> EXERCISE MATERIAL
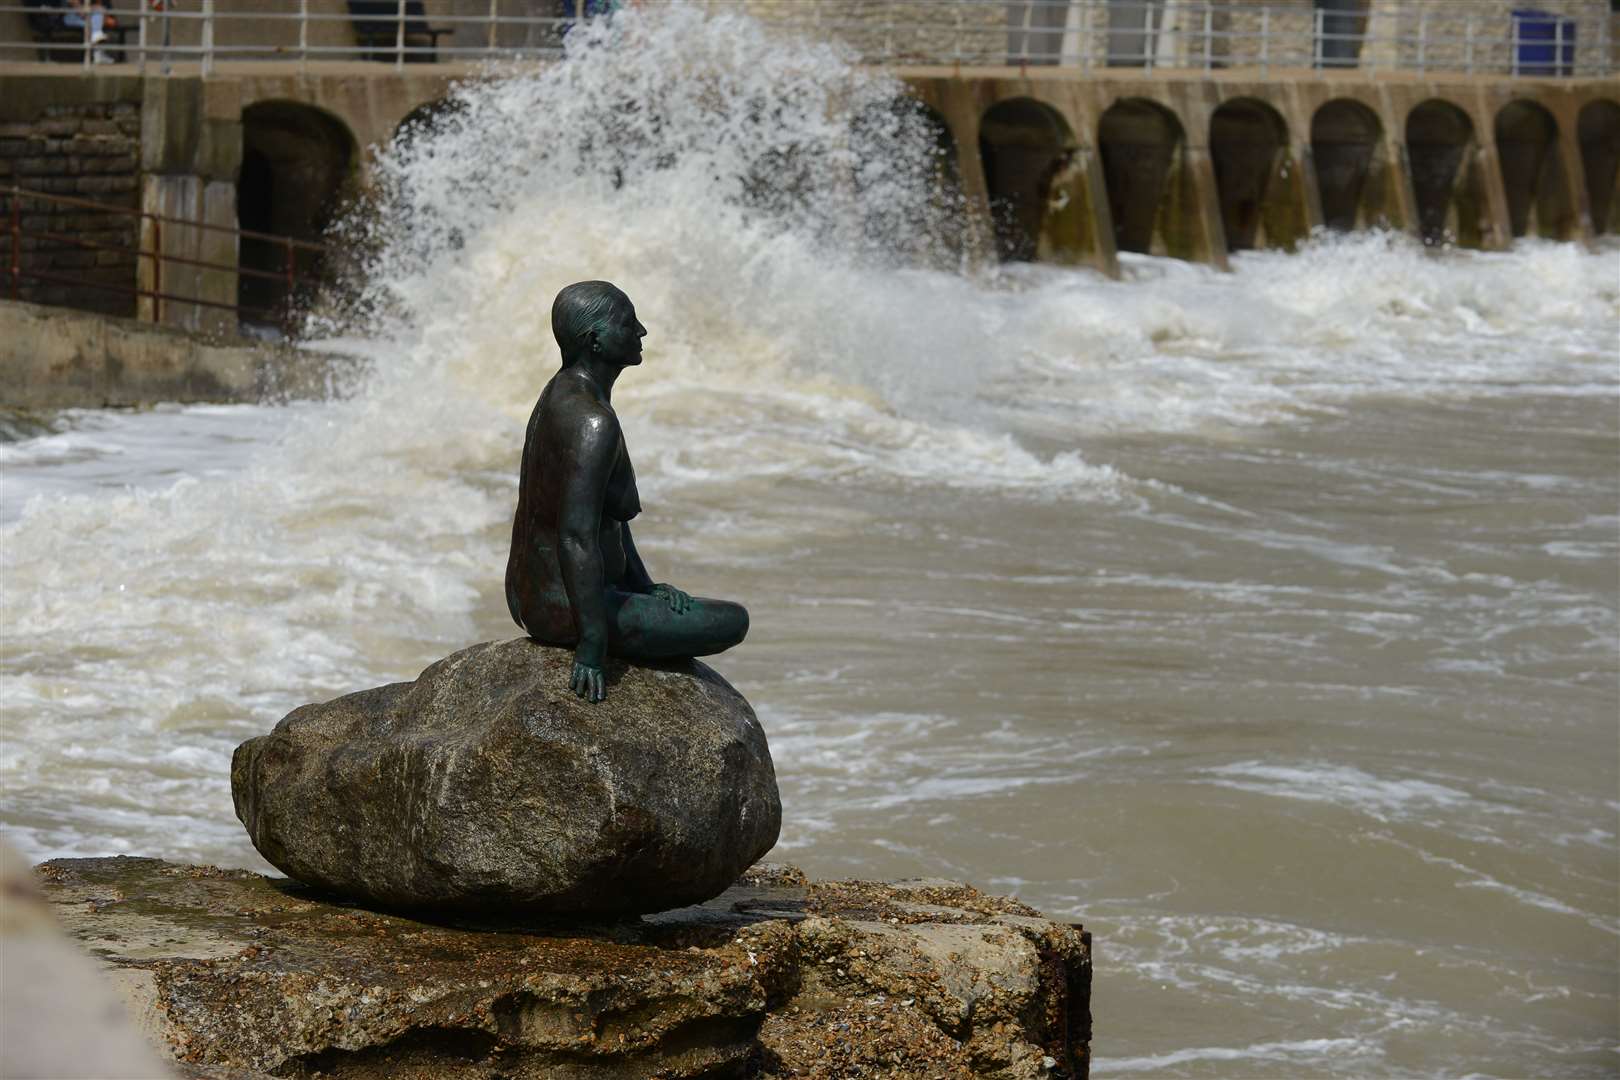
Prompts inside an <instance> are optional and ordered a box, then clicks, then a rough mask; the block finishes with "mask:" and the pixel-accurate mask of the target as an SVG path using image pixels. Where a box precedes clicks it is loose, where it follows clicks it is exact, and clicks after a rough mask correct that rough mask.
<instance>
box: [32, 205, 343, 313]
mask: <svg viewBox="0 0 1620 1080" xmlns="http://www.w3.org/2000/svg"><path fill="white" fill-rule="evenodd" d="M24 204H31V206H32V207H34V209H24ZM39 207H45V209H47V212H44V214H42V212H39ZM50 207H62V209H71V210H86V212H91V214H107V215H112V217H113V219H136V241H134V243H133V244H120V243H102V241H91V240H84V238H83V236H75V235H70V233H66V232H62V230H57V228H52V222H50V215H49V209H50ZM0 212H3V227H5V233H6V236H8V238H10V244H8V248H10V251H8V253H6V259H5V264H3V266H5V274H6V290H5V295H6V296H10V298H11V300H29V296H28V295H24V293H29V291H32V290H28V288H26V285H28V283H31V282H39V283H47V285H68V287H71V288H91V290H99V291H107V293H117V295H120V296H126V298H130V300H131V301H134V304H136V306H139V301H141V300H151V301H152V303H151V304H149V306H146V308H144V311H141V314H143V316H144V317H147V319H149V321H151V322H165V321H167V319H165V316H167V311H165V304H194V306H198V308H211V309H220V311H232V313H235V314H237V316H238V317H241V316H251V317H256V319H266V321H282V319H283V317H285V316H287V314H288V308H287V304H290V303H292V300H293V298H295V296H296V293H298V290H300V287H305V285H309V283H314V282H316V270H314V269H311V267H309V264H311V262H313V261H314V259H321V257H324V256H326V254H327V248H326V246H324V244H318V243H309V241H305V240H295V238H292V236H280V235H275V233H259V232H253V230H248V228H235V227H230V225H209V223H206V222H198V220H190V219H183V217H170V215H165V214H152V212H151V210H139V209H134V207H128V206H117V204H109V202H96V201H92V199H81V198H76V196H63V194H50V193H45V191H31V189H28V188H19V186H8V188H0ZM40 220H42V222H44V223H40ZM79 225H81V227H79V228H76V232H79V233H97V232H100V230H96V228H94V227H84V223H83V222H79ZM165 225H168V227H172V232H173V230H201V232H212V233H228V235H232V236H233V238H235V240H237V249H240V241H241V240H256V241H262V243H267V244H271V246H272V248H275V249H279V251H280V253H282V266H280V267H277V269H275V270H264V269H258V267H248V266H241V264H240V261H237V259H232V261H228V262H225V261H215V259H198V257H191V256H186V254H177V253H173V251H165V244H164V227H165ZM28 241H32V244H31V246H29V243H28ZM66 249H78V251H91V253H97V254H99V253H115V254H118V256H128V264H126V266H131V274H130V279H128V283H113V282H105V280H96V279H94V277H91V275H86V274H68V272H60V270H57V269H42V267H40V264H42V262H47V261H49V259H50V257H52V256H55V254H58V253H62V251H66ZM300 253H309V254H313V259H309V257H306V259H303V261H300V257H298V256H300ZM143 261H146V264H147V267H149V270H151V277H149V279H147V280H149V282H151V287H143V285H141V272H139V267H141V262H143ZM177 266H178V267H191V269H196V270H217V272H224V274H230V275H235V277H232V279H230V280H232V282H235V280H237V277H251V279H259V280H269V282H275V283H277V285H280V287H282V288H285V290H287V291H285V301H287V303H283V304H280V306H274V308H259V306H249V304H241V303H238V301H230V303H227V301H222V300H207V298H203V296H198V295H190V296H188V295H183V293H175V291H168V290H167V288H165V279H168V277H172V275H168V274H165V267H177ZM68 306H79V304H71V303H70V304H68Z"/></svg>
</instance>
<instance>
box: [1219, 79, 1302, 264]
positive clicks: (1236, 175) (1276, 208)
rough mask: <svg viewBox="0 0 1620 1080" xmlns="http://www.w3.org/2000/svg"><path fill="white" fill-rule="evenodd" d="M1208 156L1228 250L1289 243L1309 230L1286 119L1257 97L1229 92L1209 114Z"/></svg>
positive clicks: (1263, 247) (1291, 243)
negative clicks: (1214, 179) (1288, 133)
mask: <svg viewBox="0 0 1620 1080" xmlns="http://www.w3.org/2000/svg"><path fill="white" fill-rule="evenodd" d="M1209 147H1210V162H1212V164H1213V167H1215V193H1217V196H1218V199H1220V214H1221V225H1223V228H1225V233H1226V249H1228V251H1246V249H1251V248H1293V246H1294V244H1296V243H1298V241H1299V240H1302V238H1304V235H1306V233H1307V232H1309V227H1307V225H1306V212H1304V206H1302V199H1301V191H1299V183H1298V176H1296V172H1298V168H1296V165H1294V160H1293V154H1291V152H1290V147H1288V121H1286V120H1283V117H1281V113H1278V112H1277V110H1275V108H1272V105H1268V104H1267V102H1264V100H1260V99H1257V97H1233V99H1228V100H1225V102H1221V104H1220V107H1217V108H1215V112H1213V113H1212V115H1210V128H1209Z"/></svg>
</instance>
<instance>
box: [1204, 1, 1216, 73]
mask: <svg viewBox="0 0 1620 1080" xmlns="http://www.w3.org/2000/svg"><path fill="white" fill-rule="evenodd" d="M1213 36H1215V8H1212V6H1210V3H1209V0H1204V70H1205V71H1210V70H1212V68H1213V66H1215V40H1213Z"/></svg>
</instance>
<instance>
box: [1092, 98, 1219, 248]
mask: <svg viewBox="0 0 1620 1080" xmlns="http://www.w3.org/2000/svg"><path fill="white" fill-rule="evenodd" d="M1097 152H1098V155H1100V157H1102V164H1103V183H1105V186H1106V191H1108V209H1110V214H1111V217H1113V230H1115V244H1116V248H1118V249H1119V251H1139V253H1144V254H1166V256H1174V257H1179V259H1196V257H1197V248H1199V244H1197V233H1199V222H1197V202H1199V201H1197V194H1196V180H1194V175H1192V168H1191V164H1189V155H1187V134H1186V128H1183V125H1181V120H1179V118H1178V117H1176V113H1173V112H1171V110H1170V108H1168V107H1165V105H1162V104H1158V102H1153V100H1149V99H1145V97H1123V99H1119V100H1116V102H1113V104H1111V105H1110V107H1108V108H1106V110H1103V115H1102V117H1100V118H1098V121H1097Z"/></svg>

--

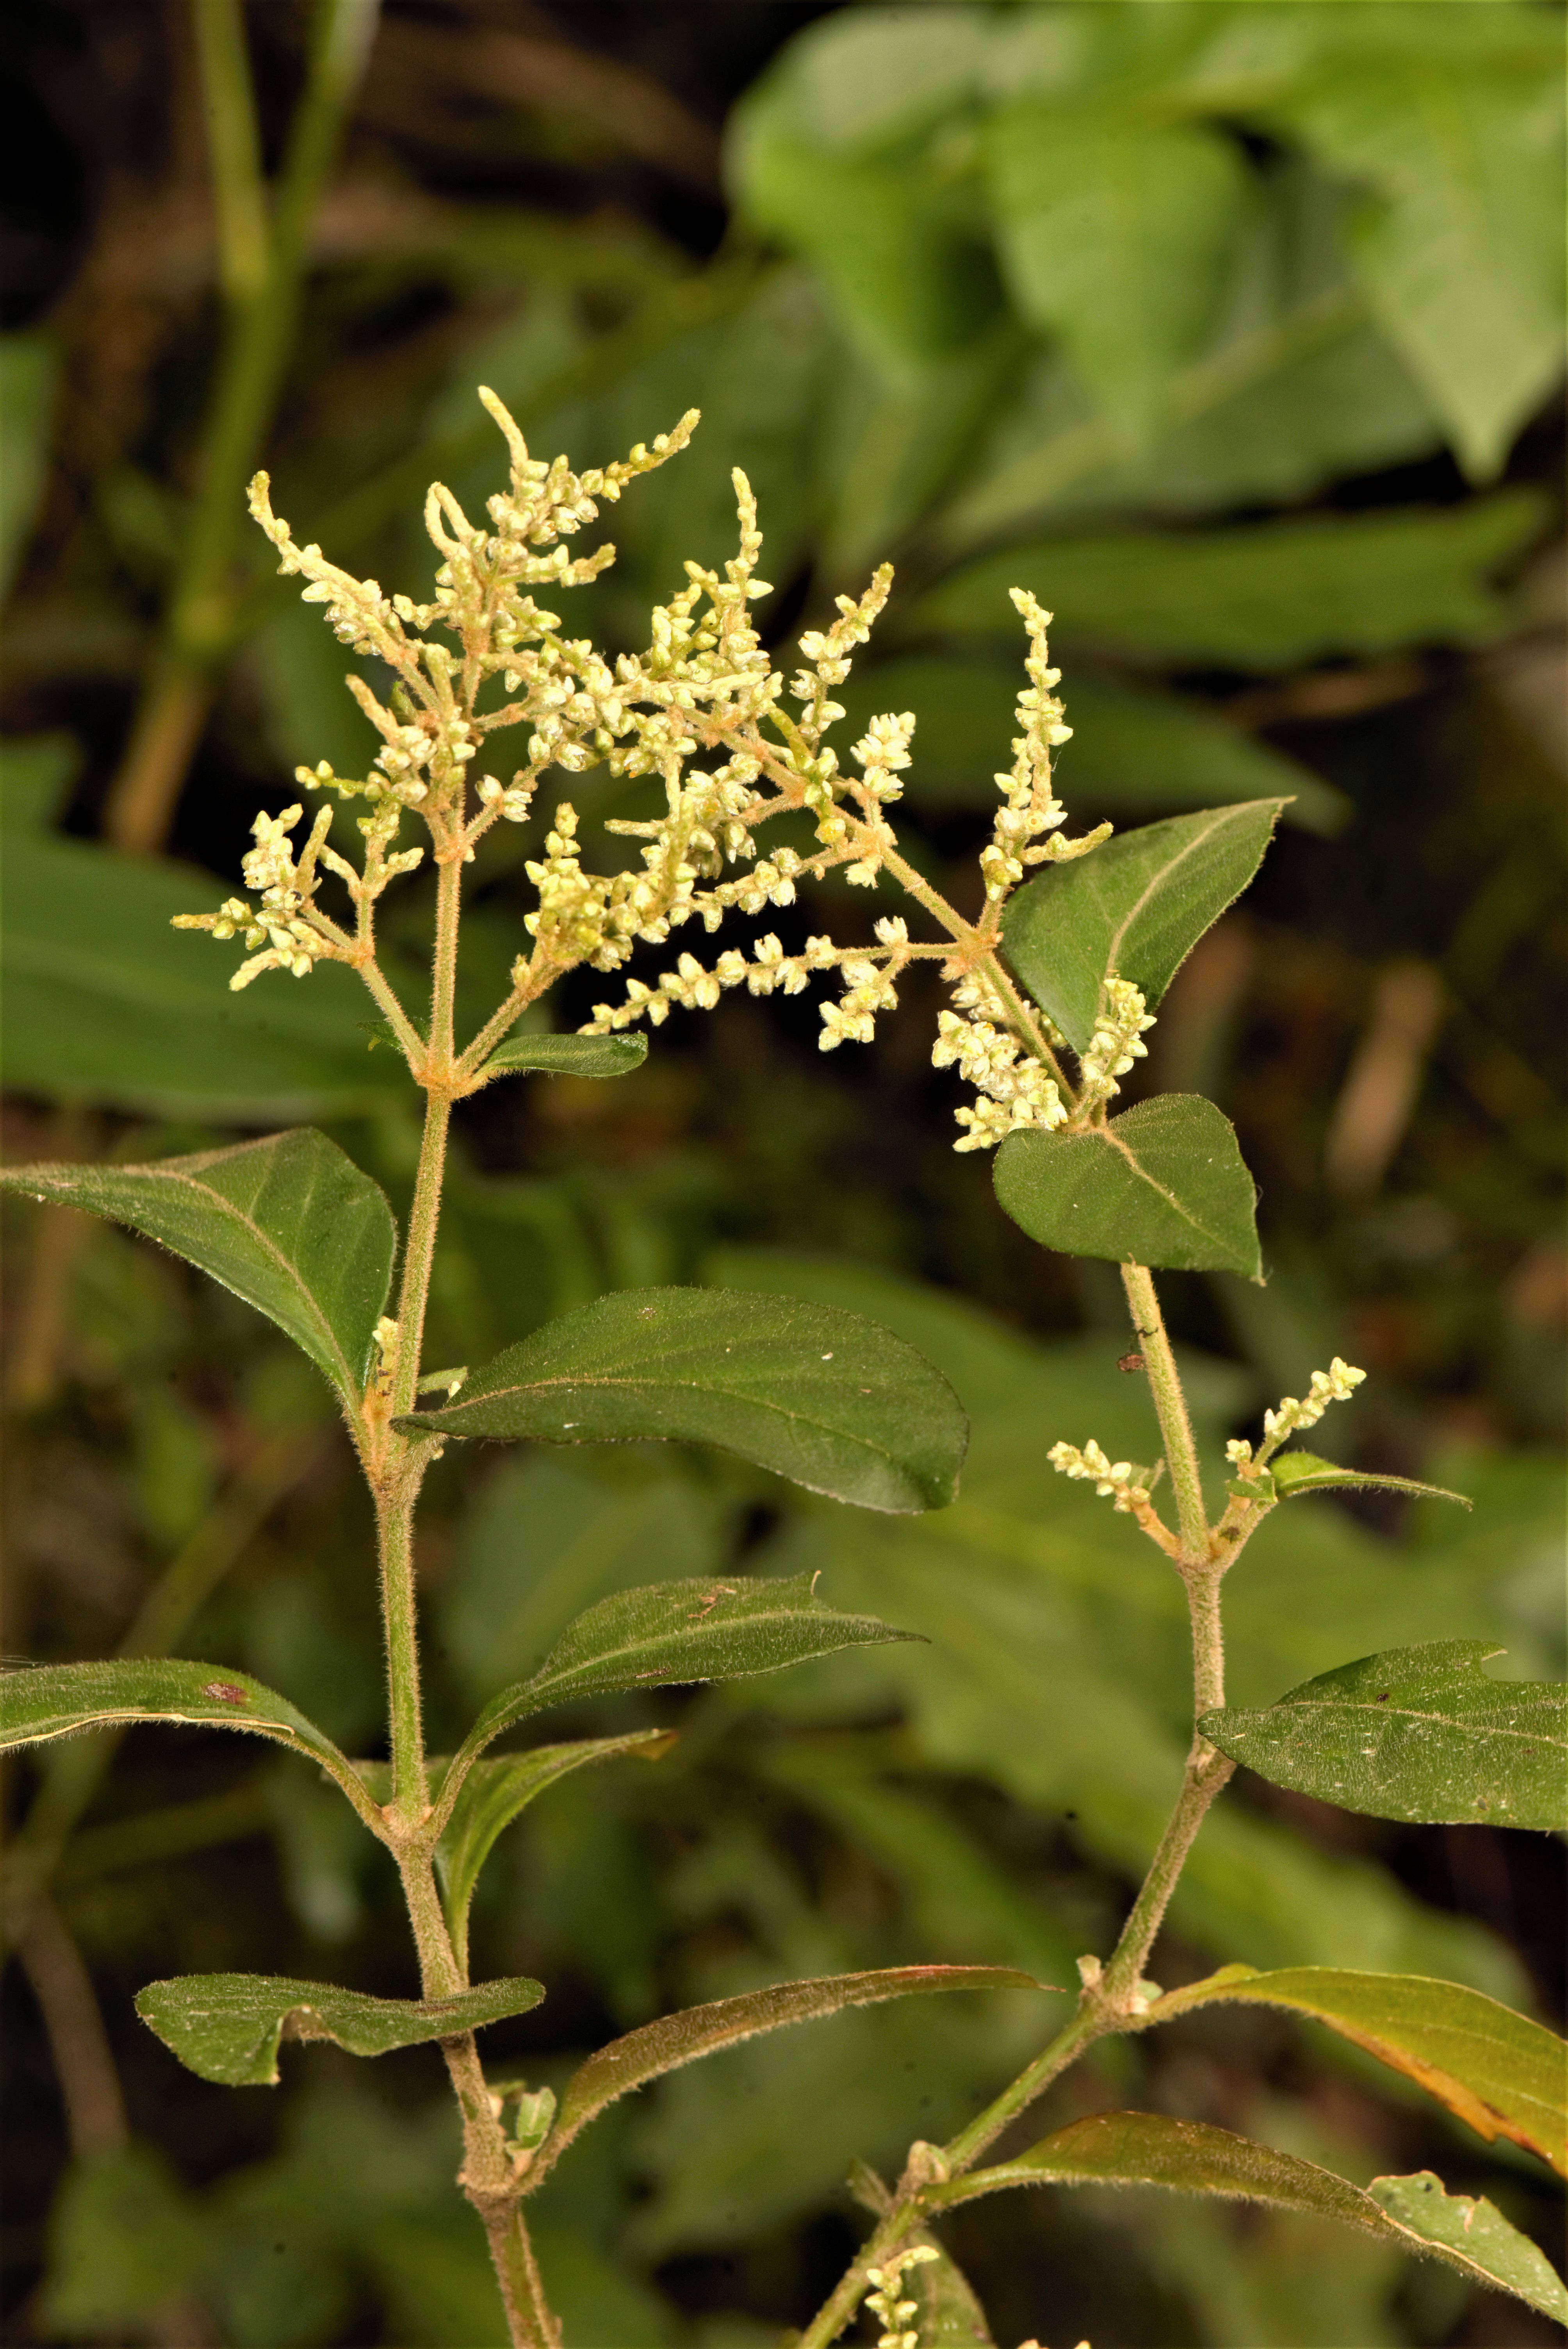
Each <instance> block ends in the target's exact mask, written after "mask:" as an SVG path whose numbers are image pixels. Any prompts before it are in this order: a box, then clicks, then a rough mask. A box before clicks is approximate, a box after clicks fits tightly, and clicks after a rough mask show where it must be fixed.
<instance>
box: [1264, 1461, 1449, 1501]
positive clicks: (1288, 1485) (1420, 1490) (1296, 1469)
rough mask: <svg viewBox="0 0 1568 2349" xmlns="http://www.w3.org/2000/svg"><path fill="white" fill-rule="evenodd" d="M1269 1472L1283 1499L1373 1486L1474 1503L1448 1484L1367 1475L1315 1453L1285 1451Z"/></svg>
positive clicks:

> EXERCISE DIRECTIONS
Out of the entries, pull every line that mentions "block".

> EXERCISE OUTPUT
Prompts inside an <instance> are optional and ordered a box, then clicks, then a rough mask; the block finishes with "mask:" and the pixel-accurate mask of the target as an SVG path using image pixels. Where a box precedes clicks it is loose, where it follows clicks it is exact, and clicks after a rough mask correct that rough mask.
Each <instance> block ends in the target's exact mask, written after "mask:" as an SVG path whose numbers are image pixels. Any prompts before it are in this order: a box, then clicks, then a rough mask. A box before clicks is approximate, a box after clicks fits tightly, and clicks after a rough mask show where it must be fixed.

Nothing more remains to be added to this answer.